### Actions requises
(a) Recopiez le passage de la critique de Parsifal qui va de "PASRSIFAL A L'OPERA" à "bouquet de fleurs.".
(b) Dans la critique de Parsifal, relevez toutes les qualités reconnues à la mise en scène.

### Extrait choisi
PASRSIFAL A L'OPERA BASTILLE

         Lorsque j'ai vu cette mise en scène pour la première fois, il y a quelques années,  elle ne m'avait pas laissé un souvenir impérissable. Je l'avais trouvée triste et même plutôt moche (ah, ces décors défilants...). Là, je l'ai regardée sans doute avec un autre oeil, peut être la panne du sur-titrage y est-il pour quelque chose? Et j'ai apprécié ses qualités, qui sont grandes: cohérence du propos, tenue des chanteurs qui se sont jamais livrés à eux-mêmes,  fidélité à la lettre de l'oeuvre. Le public parisien applaudit cette mise en scène: rien ne dérange, il n'y a sur scène ni soucoupe volante, ni porcelaine à usage hygiénique et Richard Jones a même droit à son gros bouquet de fleurs.

         Et pourtant: a t-on le droit de trahir à ce point l'esprit d'un créateur?

         Je fais une comparaison avec la Lucia di Lammermoor représenté récemment au MET, et transposée dans les tristes banlieues d'une ville industrielle du Middlewest, dans les années 1950, pourries par les gangs. Walter Scott chez Scorcese. Eh bien, comme elle était vraie, cette petite Lucia tiraillée entre deux chefs de bandes! Comme elle nous touchait, plus sans doute que l'original, passablement empoussiéré... Rien n'était trahi. L'esprit était là!

### Données fournies

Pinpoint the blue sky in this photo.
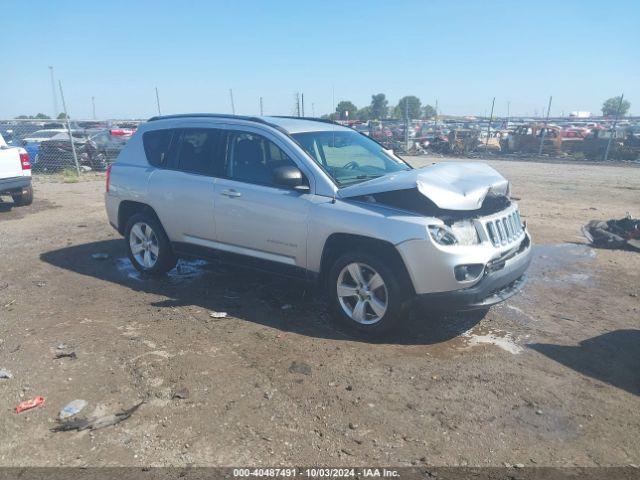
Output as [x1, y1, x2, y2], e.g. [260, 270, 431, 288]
[0, 0, 640, 118]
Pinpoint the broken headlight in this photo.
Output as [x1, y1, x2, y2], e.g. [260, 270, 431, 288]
[429, 221, 480, 245]
[429, 225, 458, 245]
[451, 220, 480, 245]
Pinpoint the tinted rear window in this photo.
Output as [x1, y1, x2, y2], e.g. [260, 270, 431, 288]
[177, 128, 222, 175]
[142, 129, 174, 167]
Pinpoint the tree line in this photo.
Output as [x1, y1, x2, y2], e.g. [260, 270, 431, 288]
[322, 93, 436, 122]
[15, 112, 67, 120]
[322, 93, 631, 122]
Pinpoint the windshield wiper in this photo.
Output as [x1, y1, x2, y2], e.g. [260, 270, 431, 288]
[338, 173, 384, 185]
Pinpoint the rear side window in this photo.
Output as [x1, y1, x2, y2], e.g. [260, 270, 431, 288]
[176, 128, 222, 175]
[142, 129, 174, 167]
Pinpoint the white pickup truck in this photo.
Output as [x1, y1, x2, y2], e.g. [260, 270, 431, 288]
[0, 135, 33, 205]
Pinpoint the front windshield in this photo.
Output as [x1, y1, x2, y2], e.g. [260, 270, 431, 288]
[292, 130, 411, 187]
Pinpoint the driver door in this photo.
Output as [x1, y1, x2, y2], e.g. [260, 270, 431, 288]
[215, 130, 311, 268]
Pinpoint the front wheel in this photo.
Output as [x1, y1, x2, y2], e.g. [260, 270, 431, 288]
[327, 252, 407, 334]
[125, 213, 177, 276]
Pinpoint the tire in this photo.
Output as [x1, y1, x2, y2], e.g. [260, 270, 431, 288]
[125, 212, 177, 276]
[326, 251, 408, 335]
[11, 185, 33, 207]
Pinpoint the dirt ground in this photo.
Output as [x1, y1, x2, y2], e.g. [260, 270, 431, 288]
[0, 158, 640, 466]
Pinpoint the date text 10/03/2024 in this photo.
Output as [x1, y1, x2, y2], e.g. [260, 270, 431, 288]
[233, 467, 400, 478]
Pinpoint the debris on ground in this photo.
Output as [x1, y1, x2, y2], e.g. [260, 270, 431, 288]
[171, 387, 189, 400]
[51, 402, 144, 432]
[289, 360, 311, 375]
[582, 213, 640, 250]
[54, 351, 78, 360]
[58, 399, 87, 420]
[16, 397, 44, 413]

### Tâches résolues
(a)
PASRSIFAL A L'OPERA BASTILLE

         Lorsque j'ai vu cette mise en scène pour la première fois, il y a quelques années,  elle ne m'avait pas laissé un souvenir impérissable. Je l'avais trouvée triste et même plutôt moche (ah, ces décors défilants...). Là, je l'ai regardée sans doute avec un autre oeil, peut être la panne du sur-titrage y est-il pour quelque chose? Et j'ai apprécié ses qualités, qui sont grandes: cohérence du propos, tenue des chanteurs qui se sont jamais livrés à eux-mêmes,  fidélité à la lettre de l'oeuvre. Le public parisien applaudit cette mise en scène: rien ne dérange, il n'y a sur scène ni soucoupe volante, ni porcelaine à usage hygiénique et Richard Jones a même droit à son gros bouquet de fleurs.

(b)
- la cohérence du propos
- la tenue des chanteurs
- la fidélité à la lettre de l'oeuvre